* Start INFORMATION SHOWN *

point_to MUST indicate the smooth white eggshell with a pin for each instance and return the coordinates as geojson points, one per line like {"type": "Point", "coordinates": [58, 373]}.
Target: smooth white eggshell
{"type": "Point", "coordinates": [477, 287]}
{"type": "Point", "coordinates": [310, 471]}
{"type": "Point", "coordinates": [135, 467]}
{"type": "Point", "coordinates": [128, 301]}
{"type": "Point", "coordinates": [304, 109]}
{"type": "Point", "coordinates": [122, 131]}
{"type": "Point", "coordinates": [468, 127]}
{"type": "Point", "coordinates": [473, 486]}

* End INFORMATION SHOWN *

## TASK REQUIREMENTS
Reproduce every line of the records above verbatim, changing nothing.

## WORKED SOLUTION
point_to MUST indicate the smooth white eggshell with a pin for each instance and return the coordinates as geojson points, one per line like {"type": "Point", "coordinates": [58, 373]}.
Target: smooth white eggshell
{"type": "Point", "coordinates": [477, 287]}
{"type": "Point", "coordinates": [310, 471]}
{"type": "Point", "coordinates": [135, 467]}
{"type": "Point", "coordinates": [128, 301]}
{"type": "Point", "coordinates": [304, 109]}
{"type": "Point", "coordinates": [122, 131]}
{"type": "Point", "coordinates": [468, 127]}
{"type": "Point", "coordinates": [473, 486]}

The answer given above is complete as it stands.